DOCUMENT EXTRACT:
════════

From all the metals humans ever used non of them created a revolution in technology at the scale Iron did. This metal became the reference element in metallurgical studies for other metals as well. If you understand Iron you actually understand not only metals but you understand the entire material science engineering. In this post I want to talk about it, for everyone who intend to start in materials science this is the 1st metal you will need to study and understand. It is exactly how I also started to study materials. Iron was the first one for me too. Let’s see what’s its story.
The global economy has grown by leaps and bounds in the last couple of centuries and steel has had an indispensable role in this development. But what do we know of its origins?
To know steel, we must first understand iron (Fe)(from latin = ferrum), for these two metals are nearly one and the same. Steel contains 98-99% of iron concentration or more. The small remainder is carbon (C), which makes a major difference in the metal’s properties. Now let’s go back a little in time to know how it all started.
It is an odd fact that steel was not understood by science until the 20th century. Before that, for thousands of years, the making of steel was handed down through the generations as a craft. Even in the 19th century, when we had an impressive theoretical understanding of astronomy, physics and chemistry, the making of iron and steel on which our Industrial Revolution was based was achieved empirically – through intuitive guesswork, careful observation and a huge slice of luck. During the Stone Age, metal was extremely rare and highly prized, since the only sources of it on the planet were copper (Cu) and gold (Au), which occur naturally, if infrequently, in the Earth’s crust (unlike most metals, which have to be extracted from ores). Some iron (Fe) existed too, most of it having fallen from the sky in the form of meteorites.
In the absence of copper, gold and meteoric iron, our ancestors’ tools during the Stone Age were made of flint, wood and bone. Anyone who has ever tried to make anything with these kinds of tools knows how limiting they are: if you hit a piece of wood it either splinters, cracks or snaps. The same is true of rock or bone. Metals are fundamentally different from these other materials because they can be hammered into shape: they flow, they are malleable. Not only this, they get stronger when you hit them; you can harden a blade just by hammering it. And you can reverse the process simply by putting metal in a fire and heating it up, which will cause it to get softer. The first people to discover these properties 10,000 years ago had found a material that was almost as hard as a rock but behaved like a plastic and was almost infinitely reusable. In other words they had discovered the perfect material for tools, and in particular cutting tools like axes, chisels and razors. This ability of metals to transform from a soft to a hard material must have seemed like magic to our ancient ancestors.

════════

GIVEN DATA:
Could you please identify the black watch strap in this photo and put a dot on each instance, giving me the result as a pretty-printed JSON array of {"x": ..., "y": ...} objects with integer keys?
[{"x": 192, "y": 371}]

════════

DIRECTIONS:
a: Rewrite the paragraph of the text on iron and steel that begins "In the absence of copper, gold and meteoric iron" as a short bulleted list of its main facts.
b: Duplicate, word for word, the part of the text on iron and steel that opens with the words containing "The global economy" and closes with "it all started.".
c: Write the next part of the text on iron and steel, picking up from the point where it stops.

RESULTS IN ORDER:
a:
- Without copper, gold or meteoric iron, Stone Age tools were made of flint, wood and bone.
- These materials are limiting: when struck, wood splinters, cracks or snaps, and rock and bone do the same.
- Metals differ because they are malleable and can be hammered into shape.
- Hammering makes metal stronger, so a blade can be hardened this way, and heating it in a fire softens it again.
- The people who found these properties 10,000 years ago had a material almost as hard as rock that behaved like a plastic and was almost infinitely reusable. It was ideal for tools, especially cutting tools such as axes, chisels and razors.
- This change from soft to hard must have seemed like magic to them.

b:
The global economy has grown by leaps and bounds in the last couple of centuries and steel has had an indispensable role in this development. But what do we know of its origins?
To know steel, we must first understand iron (Fe)(from latin = ferrum), for these two metals are nearly one and the same. Steel contains 98-99% of iron concentration or more. The small remainder is carbon (C), which makes a major difference in the metal’s properties. Now let’s go back a little in time to know how it all started.

c:
In the late 18th century, during the Industrial Revolution in England, the invention of the steam engine by James Watt enabled the blasting of air into the blast furnace with a machine. This made the mass production of iron possible. Although iron was the main driver of this revolution, it was by no means a new material. It had been around for nearly 3000 years since the Iron Age. For many centuries, the British had converted their iron ores to iron & steel by heating the raw material with charcoal obtained from trees.
By the mid-18th century, however, the iron industry was in a downward trajectory. Iron workers required charcoal to smelt the iron ore, but charcoal was in short supply as the wood required to make charcoal was expensive. This posed an industrial problem. What was now required was a method by which iron could be smelted in high tonnage quantities. It needed a better heat source than charcoal, possibly a new fuel for treating iron ores.
The fuel they found was coal. In the course of a century, substantial change occurred as coal replaced charcoal as the fuel for smelting process. Coke proved to be a far superior material for converting iron ore to iron and then steel. It was obtained by heating coal in the absence of air. The materials were now cost efficient and sufficient in supply. The result of this change revolutionized the industry and the use of iron and steel.
The conversion of the iron and steel from charcoal to coke was accompanied, however, by several new technical problems, like the high concentration of sulfur (S) in coal, which along with other impurities makes iron brittle. Steel was a stronger and less brittle than iron, but it was more difficult to make. This encouraged the development of even more new inventions. Along the way, a key discovery was that the amount of carbon present in the iron controlled not only its melting point but also its properties. By controlling the additions of carbon (C) through the use of coke, a form of iron was made called steel which could be cast on an industrial scale.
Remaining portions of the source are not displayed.